▶ Brano di testo:
......

Alla base di questa erosione c’è l’assunto che i migranti rappresentino un carico eccessivo per il sistema del welfare. E proprio sulla base di questo assunto, alla vigilia del referendum, nel febbraio 2016, fu firmato un accordo – poi invalidato ovviamente dall’esito del referendum – riguardante condizioni e limiti per avere l’accesso a benefici o per esserne esclusi. Ma già da prima di queste decisioni, condizionate dall’incombere del referendum, erano state introdotte nel 2013 norme riguardanti l’esclusione dei disoccupati cittadini di Stati membri dell’Ue dal sussidio. Altri esempi portati da D’Onofrio e Marino (2017) in un saggio sulla Rivista delle politiche sociali offrono ulteriore documentazione in questa direzione.
Gli esempi riportati riguardano, per quel che attiene il peggioramento delle condizioni, soprattutto i lavoratori immigrati appartenenti alla fascia più bassa della scala occupazionale, ma quelli riguardanti il diritto di residenza riguardano anche la componente costituita dagli europei mobili, appartenente alla fascia più scolarizzata e qualificata.

......

▶ Materiale fornito:

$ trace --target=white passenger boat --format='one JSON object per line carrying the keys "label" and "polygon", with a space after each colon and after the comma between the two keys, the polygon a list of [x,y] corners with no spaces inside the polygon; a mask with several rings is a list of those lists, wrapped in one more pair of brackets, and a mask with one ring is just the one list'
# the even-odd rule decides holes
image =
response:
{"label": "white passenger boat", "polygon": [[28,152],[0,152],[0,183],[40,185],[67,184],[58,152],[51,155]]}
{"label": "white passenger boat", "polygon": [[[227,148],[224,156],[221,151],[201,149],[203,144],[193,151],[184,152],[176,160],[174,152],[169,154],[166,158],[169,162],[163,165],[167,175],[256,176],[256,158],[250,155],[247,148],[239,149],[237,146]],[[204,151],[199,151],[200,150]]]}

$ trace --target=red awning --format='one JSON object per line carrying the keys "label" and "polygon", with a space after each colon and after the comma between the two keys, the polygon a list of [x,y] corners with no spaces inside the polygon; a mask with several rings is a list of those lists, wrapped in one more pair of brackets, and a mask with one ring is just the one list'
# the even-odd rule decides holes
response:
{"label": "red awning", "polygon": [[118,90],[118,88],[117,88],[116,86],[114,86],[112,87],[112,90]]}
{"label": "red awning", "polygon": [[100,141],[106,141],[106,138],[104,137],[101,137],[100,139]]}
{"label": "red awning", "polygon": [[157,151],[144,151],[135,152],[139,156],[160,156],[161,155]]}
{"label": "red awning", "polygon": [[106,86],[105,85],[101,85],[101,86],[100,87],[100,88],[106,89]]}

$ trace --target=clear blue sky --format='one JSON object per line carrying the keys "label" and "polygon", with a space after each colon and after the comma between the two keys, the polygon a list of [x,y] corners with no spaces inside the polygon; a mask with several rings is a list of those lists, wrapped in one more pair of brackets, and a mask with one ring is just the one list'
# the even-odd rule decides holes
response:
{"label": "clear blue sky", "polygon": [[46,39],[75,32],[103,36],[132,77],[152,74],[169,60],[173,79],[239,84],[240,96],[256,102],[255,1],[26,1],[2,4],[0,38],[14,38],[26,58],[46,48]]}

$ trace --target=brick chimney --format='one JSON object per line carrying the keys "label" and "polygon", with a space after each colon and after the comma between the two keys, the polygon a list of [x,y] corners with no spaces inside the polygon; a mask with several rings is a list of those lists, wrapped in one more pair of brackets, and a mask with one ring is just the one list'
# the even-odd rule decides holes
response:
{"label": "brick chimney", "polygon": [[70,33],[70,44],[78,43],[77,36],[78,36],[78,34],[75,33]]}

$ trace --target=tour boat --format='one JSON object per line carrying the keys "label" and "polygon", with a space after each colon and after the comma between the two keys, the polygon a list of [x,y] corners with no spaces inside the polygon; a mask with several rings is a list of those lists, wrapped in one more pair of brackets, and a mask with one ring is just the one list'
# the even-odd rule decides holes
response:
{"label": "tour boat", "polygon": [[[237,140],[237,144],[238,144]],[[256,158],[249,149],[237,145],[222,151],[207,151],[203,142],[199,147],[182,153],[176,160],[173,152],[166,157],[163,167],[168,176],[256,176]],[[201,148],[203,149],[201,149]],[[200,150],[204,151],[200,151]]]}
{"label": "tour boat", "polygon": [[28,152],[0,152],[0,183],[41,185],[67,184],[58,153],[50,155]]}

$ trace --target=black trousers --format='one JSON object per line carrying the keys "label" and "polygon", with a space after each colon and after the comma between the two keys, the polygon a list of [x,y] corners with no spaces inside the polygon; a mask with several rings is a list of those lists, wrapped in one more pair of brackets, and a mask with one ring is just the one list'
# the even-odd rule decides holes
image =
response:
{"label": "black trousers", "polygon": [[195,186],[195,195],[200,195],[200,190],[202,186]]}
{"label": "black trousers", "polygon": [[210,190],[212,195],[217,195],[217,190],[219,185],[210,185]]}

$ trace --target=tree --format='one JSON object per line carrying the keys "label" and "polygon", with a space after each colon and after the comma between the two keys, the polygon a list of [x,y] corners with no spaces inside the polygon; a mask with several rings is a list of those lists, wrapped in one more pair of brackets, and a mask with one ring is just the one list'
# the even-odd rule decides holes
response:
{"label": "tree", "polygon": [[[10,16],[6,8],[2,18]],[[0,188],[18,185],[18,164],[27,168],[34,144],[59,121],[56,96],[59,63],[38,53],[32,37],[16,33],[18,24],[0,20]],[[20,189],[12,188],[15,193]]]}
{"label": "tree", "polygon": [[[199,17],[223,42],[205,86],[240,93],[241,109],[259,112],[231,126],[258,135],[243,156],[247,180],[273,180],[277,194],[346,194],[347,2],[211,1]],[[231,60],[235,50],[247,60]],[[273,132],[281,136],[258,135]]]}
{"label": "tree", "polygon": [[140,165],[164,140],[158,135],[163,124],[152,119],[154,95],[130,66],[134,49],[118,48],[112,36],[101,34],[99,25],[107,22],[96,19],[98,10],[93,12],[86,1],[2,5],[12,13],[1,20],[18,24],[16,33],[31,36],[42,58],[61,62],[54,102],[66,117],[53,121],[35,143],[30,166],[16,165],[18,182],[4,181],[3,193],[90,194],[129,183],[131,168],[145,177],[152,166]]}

......

▶ Compito A: Riproduci dal brano sull'accesso dei migranti al welfare tutto ciò che va da "Gli esempi riportati" fino a "scolarizzata e qualificata.".
▶ Compito B:
Rispondi a queste domande sul brano relativo all'accesso dei migranti al welfare:
(i) In quale mese e anno fu firmato l'accordo su condizioni e limiti per l'accesso ai benefici?
(ii) In quale anno furono introdotte le norme sull'esclusione dal sussidio dei disoccupati cittadini di Stati membri dell'Ue?
(iii) Su quale rivista è uscito il saggio di D'Onofrio e Marino?
▶ Compito C: Prosegui il brano sull'accesso dei migranti al welfare dal punto in cui si interrompe.
Le voci non hanno alcun legame con il brano.

▶ Risposta A:
Gli esempi riportati riguardano, per quel che attiene il peggioramento delle condizioni, soprattutto i lavoratori immigrati appartenenti alla fascia più bassa della scala occupazionale, ma quelli riguardanti il diritto di residenza riguardano anche la componente costituita dagli europei mobili, appartenente alla fascia più scolarizzata e qualificata.

▶ Risposta B:
(i) Nel febbraio 2016.
(ii) Nel 2013.
(iii) Sulla Rivista delle politiche sociali.

▶ Risposta C:
Ne deriva un quadro di durezza e precarietà delle condizioni di lavoro disponibile e accettate dai lavoratori immigrati in un contesto di generale aumento delle diseguaglianze e di precarietà crescente dei lavoratori autoctoni che fa montare il convincimento della funzione di social dumping svolta dalla immigrazione anche tra gli studiosi e che ha esacerbato l’animo dei lavoratori locali che soffrono la concorrenza in alcuni ambiti e vivono male anche nei settori non sottoposti alla concorrenza.
Il paradosso è che questa inversione di tendenza rispetto alla politica precedente ha avuto luogo per primo nel Paese in cui più alta era stata a partire dagli anni Novanta l’apertura agli stranieri e la mobilità dei migranti. E non a caso proprio con un riferimento principale alla Gran Bretagna erano state prodotte le rappresentazioni più note dei nuovi migranti.
A chiudersi con la Brexit è dunque il Paese che più di ogni altro aveva favorito la libertà di circolazione come espressione di una società liberale. Quali che saranno i livelli e i modi di chiusura alla mobilità e alla immigrazione degli italiani e degli europei in generale che il Governo inglese deciderà di (o potrà) applicare, l’effetto sarà pesante sui protagonisti della nuova emigrazione italiana verso questa destinazione e su quelli che c’erano dapprima. L’inversione di tendenza, ormai chiarissima, non riguarda solo il Regno Unito ma l’intero quadro generale delle relazioni intra-europee e in particolare delle migrazioni interne all’Unione quale si era andato costruendo negli anni finora trascorsi di questo secolo.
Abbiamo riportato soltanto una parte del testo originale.